According to the text on pancreatic cancer support groups, who leads most in-person pancreatic cancer support groups?
[Text section]
In-person Pancreatic Cancer Support Groups, Meetups, and Networks

The Pancreatic Cancer Action Network (often called PanCAN) maintains a directory of in-person pancreatic cancer-related support groups in the United States. Most in-person pancreatic cancer support groups are led by a professional counselor, social worker, or nurse. You can learn from others and help each other by participating in local support and networking groups.

Connecting with other pancreatic cancer patients and caregivers in person might be a wonderful source of encouragement and support for people going through the disease. 

PanCAN Patient Services is the place to contact when facing pancreatic cancer. Their highly trained Case Managers provide free, personal one-to-one support and information and help you find resources for any questions related to pancreatic cancer. You can contact them anytime by calling (877) 272-6226, emailing patientservices@pancan.org, or filling out this form.
[/Text section]
[Information shown]
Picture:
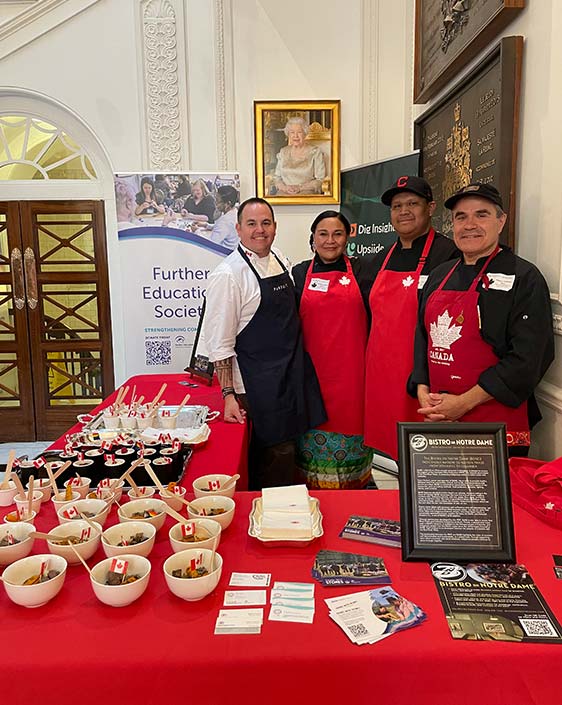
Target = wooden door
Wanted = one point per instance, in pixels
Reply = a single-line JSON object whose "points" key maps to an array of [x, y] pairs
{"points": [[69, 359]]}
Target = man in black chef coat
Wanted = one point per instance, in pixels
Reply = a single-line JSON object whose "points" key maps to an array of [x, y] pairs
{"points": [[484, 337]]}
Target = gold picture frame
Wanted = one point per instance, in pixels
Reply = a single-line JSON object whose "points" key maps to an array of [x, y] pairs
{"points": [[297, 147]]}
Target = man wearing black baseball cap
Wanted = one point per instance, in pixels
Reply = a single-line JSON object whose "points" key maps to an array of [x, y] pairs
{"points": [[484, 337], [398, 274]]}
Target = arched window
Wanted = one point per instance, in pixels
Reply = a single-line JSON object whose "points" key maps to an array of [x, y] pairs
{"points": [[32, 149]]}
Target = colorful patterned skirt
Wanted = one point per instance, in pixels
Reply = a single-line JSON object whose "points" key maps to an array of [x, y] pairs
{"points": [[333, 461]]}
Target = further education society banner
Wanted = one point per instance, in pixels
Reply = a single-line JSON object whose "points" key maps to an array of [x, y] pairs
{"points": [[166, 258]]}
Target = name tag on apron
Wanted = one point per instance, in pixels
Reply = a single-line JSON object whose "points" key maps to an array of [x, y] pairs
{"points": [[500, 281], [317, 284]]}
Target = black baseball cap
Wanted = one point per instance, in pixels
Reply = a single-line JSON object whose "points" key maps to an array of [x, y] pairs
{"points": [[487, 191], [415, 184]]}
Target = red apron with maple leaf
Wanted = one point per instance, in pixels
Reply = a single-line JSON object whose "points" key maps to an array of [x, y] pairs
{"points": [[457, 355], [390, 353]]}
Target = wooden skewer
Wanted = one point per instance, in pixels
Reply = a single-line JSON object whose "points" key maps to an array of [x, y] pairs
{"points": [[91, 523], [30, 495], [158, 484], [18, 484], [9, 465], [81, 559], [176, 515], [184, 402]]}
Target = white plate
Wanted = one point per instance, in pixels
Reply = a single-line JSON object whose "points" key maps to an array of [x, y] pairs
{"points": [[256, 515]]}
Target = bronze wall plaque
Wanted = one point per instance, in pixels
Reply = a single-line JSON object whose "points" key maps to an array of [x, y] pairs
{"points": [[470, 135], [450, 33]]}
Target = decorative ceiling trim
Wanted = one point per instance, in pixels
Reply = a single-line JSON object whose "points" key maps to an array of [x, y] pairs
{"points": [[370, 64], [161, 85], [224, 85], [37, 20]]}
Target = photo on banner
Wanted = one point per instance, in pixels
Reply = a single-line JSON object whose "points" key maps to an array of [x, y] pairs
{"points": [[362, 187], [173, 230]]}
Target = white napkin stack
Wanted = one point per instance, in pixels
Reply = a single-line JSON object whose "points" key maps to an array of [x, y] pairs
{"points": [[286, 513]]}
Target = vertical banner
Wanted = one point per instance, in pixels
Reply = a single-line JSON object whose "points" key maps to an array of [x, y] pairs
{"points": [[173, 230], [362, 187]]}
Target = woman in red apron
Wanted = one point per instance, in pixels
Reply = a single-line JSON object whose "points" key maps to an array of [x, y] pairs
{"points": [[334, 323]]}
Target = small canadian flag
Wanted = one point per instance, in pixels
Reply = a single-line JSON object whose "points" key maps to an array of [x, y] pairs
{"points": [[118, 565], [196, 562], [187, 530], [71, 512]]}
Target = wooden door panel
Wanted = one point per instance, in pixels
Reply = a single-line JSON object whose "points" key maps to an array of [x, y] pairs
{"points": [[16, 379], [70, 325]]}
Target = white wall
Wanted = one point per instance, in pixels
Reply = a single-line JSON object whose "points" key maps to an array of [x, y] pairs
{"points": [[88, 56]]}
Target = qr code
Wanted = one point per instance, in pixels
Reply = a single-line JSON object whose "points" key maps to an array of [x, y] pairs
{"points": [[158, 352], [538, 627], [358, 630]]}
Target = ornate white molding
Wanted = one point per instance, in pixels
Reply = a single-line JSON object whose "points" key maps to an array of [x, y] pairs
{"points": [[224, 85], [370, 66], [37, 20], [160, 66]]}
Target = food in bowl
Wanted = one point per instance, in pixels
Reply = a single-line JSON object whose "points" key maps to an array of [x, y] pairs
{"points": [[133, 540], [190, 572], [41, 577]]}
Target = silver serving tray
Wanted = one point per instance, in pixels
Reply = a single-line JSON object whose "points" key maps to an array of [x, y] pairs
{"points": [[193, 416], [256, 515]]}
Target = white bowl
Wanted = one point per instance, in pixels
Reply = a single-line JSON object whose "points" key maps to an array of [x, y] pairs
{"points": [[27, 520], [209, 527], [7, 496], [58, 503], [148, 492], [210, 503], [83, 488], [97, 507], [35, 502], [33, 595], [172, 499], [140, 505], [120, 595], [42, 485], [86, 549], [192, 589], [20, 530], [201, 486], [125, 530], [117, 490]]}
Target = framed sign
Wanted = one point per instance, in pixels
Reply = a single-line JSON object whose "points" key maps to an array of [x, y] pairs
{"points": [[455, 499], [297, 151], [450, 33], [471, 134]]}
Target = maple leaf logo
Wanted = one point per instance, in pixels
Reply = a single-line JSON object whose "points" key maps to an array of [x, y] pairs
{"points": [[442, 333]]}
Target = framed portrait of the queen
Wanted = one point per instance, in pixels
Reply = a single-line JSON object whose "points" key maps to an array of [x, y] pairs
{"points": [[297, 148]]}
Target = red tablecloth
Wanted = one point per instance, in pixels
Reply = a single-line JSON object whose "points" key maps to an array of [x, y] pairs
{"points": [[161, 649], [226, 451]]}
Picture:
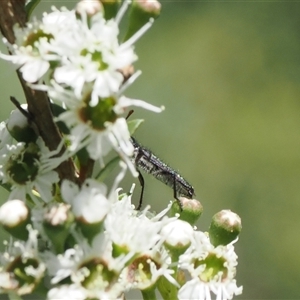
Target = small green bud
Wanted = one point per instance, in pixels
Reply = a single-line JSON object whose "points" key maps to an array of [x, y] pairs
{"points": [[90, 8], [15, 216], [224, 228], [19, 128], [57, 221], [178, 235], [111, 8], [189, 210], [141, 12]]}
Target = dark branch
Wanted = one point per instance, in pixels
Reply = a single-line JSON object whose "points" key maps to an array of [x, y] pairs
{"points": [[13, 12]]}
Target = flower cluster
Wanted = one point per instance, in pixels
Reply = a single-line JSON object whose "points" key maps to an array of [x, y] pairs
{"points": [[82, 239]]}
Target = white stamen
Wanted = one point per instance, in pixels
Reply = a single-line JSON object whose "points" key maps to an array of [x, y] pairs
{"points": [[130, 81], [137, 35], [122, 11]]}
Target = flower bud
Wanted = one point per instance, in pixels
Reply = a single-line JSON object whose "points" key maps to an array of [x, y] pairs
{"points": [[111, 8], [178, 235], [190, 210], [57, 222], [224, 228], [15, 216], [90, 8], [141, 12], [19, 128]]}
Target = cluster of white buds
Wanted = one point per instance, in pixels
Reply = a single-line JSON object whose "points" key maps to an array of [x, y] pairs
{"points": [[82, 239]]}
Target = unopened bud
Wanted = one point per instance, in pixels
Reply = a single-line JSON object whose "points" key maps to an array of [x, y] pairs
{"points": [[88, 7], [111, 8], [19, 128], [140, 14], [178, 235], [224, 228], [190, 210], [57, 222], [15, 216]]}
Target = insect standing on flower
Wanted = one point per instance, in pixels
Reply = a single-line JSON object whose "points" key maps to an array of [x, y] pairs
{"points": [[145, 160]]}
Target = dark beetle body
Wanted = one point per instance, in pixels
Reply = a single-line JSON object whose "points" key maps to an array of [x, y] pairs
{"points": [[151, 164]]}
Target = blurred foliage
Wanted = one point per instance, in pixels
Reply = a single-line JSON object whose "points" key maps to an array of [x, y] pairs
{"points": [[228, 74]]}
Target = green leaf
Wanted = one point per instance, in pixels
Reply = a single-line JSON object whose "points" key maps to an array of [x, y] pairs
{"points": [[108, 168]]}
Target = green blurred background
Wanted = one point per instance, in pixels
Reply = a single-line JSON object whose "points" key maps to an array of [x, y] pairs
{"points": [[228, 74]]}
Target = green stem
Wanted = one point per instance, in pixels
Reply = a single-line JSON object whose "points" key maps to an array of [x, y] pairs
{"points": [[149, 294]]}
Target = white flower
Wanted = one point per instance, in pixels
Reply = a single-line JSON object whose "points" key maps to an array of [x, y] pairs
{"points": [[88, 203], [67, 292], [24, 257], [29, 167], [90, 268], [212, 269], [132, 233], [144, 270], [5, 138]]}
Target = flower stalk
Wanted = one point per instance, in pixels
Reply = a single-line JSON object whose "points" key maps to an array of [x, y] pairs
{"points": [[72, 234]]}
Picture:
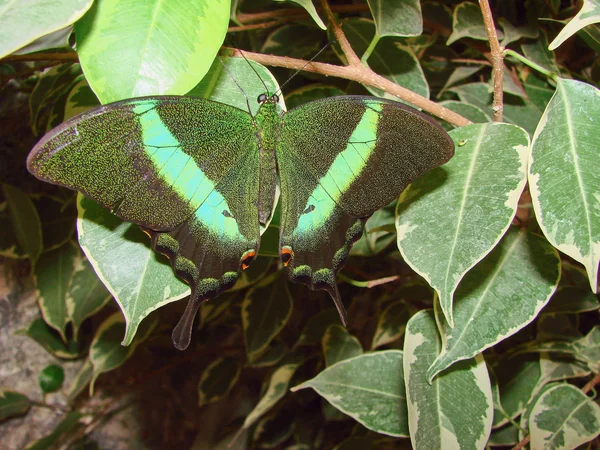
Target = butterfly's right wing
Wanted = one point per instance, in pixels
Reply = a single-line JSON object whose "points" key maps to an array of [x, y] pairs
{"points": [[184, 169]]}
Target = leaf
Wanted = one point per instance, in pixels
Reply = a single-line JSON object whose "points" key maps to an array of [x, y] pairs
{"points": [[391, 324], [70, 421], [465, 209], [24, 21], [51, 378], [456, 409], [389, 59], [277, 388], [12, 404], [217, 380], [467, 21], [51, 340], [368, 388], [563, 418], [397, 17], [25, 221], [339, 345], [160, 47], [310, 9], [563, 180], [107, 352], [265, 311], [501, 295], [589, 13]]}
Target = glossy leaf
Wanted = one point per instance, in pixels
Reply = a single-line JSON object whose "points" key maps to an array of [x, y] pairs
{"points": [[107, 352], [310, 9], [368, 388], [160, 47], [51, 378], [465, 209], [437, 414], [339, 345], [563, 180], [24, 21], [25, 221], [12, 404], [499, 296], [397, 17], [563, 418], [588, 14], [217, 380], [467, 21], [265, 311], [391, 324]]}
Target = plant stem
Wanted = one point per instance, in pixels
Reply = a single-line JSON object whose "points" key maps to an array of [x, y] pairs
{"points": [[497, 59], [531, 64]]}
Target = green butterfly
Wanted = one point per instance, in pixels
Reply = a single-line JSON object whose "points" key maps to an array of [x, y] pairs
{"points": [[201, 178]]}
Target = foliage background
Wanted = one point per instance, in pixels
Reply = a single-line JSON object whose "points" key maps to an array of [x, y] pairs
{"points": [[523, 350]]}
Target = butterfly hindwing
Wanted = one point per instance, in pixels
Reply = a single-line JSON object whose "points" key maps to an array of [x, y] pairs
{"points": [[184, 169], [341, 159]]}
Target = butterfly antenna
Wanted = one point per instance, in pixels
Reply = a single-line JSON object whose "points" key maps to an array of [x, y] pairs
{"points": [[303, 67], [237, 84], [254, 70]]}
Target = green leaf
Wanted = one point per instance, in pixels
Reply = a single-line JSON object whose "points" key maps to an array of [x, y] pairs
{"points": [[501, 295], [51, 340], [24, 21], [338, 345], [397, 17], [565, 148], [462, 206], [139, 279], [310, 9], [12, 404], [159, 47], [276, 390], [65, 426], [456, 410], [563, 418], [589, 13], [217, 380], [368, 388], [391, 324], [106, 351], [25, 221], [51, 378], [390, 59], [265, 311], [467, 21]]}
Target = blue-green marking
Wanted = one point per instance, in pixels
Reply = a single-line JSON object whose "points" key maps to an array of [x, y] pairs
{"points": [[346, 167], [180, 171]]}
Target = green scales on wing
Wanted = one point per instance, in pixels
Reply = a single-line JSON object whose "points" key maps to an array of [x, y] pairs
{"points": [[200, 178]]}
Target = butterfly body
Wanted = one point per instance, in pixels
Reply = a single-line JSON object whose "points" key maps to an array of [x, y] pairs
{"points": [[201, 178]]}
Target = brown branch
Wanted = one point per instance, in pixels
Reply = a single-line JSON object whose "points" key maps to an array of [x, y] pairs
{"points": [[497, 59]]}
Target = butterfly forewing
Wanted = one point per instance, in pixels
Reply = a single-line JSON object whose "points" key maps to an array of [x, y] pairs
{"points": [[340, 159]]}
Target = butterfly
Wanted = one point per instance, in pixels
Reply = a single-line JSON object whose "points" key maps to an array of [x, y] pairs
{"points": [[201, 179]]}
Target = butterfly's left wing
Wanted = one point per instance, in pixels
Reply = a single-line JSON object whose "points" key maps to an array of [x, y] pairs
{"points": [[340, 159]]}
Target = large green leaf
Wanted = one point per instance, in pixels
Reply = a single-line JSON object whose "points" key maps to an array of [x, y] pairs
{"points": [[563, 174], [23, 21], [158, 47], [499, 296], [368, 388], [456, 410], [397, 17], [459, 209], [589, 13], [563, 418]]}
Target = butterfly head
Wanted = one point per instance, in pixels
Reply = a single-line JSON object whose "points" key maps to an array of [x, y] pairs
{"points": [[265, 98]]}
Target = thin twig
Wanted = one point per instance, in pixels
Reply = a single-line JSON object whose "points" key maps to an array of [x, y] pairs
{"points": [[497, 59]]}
[/Information shown]
**Task result**
Most are led by a professional counselor, social worker, or nurse.